DATASET RECORDS: Begin
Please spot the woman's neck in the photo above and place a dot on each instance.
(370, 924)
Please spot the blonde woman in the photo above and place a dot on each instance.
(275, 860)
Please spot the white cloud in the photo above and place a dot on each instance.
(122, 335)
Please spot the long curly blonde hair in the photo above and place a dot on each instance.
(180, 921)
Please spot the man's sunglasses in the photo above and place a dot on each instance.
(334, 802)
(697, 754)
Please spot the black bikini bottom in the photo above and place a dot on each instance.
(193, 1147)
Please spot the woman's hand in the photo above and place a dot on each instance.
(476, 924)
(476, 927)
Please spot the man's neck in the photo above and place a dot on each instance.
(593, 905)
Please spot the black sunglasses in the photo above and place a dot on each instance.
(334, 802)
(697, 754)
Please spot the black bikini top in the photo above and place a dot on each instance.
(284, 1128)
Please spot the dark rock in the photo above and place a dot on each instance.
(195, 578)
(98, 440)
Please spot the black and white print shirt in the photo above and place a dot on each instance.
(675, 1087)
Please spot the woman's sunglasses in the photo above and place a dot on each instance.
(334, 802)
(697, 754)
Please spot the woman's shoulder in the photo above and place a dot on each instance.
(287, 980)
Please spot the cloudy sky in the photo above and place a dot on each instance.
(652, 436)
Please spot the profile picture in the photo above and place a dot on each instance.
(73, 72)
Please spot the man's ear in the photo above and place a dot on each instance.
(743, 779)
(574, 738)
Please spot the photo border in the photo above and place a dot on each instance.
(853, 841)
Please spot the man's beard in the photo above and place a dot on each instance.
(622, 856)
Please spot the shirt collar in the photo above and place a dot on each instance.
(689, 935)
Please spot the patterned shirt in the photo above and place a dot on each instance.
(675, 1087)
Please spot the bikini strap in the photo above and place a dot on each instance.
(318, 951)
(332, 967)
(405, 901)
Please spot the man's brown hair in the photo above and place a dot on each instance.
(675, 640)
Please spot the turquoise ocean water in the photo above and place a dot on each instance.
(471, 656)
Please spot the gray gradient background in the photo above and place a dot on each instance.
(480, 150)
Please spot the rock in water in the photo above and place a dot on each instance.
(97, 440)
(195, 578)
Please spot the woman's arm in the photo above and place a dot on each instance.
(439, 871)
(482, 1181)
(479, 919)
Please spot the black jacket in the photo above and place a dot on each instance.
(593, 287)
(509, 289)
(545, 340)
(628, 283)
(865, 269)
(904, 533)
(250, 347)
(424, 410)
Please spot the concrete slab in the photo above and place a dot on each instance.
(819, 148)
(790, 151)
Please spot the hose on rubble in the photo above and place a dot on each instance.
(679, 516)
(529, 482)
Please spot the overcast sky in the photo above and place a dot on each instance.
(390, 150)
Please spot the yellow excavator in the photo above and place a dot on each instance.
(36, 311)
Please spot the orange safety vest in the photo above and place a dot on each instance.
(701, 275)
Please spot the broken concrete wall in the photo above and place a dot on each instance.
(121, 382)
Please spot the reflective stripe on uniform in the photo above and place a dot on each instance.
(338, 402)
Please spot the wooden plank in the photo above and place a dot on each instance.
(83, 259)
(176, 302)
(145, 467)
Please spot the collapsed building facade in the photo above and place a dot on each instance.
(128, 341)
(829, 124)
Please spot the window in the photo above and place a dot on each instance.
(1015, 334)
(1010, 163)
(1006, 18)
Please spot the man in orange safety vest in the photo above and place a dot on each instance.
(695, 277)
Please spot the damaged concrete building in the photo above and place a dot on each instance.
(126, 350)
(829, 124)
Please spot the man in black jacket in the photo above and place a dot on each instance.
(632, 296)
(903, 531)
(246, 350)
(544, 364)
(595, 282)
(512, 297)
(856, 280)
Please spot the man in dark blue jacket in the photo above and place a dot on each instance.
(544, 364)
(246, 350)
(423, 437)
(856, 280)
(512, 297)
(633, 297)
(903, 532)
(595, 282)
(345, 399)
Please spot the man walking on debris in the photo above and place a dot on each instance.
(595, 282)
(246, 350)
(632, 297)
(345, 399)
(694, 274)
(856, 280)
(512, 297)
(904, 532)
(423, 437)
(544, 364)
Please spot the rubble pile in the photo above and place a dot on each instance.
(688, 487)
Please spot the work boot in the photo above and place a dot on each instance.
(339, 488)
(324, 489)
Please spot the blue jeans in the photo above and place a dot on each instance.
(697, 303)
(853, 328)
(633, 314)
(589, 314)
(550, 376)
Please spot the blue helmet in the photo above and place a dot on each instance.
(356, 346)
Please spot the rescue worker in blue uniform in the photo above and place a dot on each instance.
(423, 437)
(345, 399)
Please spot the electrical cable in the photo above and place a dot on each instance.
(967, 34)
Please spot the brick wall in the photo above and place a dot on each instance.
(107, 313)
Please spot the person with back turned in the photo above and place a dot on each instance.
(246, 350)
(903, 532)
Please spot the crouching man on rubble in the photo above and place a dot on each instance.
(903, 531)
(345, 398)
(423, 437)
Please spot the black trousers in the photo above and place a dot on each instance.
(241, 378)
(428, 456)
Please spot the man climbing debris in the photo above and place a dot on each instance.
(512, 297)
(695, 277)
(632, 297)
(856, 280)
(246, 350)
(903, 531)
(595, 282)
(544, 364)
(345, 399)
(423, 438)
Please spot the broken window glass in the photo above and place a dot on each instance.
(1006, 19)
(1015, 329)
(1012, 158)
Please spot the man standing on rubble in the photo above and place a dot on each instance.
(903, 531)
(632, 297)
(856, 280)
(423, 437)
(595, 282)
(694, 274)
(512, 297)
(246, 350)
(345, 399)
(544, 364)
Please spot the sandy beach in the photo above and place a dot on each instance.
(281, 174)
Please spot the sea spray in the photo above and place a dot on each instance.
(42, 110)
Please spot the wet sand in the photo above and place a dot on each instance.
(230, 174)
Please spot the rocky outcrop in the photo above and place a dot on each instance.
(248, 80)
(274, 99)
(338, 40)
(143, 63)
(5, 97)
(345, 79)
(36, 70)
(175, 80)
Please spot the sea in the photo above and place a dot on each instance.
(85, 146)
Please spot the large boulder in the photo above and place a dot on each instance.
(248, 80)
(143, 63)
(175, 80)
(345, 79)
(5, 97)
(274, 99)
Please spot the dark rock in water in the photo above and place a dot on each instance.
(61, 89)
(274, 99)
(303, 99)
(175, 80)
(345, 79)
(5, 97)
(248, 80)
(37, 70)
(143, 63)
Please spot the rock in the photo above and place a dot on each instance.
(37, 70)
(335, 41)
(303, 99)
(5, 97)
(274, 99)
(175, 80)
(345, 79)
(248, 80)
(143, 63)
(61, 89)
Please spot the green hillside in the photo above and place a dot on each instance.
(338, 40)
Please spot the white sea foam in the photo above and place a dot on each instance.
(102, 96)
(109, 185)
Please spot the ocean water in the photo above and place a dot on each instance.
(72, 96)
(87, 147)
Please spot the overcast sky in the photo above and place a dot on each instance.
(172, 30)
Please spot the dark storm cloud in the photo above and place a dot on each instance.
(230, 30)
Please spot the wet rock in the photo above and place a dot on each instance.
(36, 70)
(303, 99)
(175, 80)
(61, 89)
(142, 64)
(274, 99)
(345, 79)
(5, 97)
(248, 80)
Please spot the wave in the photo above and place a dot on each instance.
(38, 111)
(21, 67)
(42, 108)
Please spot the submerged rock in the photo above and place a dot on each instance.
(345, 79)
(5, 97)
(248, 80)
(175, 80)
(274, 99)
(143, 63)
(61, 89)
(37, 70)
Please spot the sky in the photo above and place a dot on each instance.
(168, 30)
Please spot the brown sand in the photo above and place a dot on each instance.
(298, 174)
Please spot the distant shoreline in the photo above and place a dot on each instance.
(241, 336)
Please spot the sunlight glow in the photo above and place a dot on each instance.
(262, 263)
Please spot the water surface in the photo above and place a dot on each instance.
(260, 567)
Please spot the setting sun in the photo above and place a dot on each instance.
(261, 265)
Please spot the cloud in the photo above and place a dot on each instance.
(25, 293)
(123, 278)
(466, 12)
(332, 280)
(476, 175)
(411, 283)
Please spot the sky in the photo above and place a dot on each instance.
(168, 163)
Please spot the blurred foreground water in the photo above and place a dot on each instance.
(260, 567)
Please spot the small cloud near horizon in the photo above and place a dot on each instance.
DATASET RECORDS: End
= TASK INSTRUCTIONS =
From the line that contains "Please spot the ocean" through the end of the records above, print every line exactly and nothing else.

= OUTPUT FOR THIS TASK =
Please spot the ocean water in the photo above and place a dot on each instance.
(72, 96)
(87, 147)
Please spot the overcast sky in the photo above and place a dot on each instance.
(172, 30)
Please spot the dark storm cloud in the photo above and place a dot on each instance.
(230, 30)
Please spot the wet rock in the photo above and place a dot on each instance.
(36, 70)
(303, 99)
(175, 80)
(61, 89)
(142, 64)
(274, 99)
(345, 79)
(5, 97)
(248, 80)
Please spot the wave in the photo above and place a dot on each instance.
(38, 111)
(21, 67)
(42, 108)
Please spot the submerged rock in the photo above and place a dot on each instance.
(345, 79)
(5, 97)
(248, 80)
(175, 80)
(274, 99)
(143, 63)
(61, 89)
(37, 70)
Please spot the sky in the photo above and place a dot on each instance.
(168, 30)
Please spot the brown sand in the photo above and place a dot on each instance.
(298, 174)
Please spot the distant shoreline in the photo above and place a dot on each instance.
(241, 336)
Please spot the sunlight glow in the photo above and place a dot on each instance.
(262, 263)
Please spot the water surface in the photo above and place a dot on each instance.
(260, 567)
Please spot the setting sun in the photo above and place a dot on each instance.
(261, 265)
Please spot the cloud in the photo above and place a dot on each instance.
(25, 293)
(123, 278)
(466, 12)
(332, 280)
(476, 175)
(411, 283)
Please spot the sky in the photo above and place a dot on each instance.
(168, 163)
Please spot the blurred foreground water in the photo above and place a dot on each instance.
(260, 567)
Please spot the small cloud near horizon in the photo above and place a dot on each instance.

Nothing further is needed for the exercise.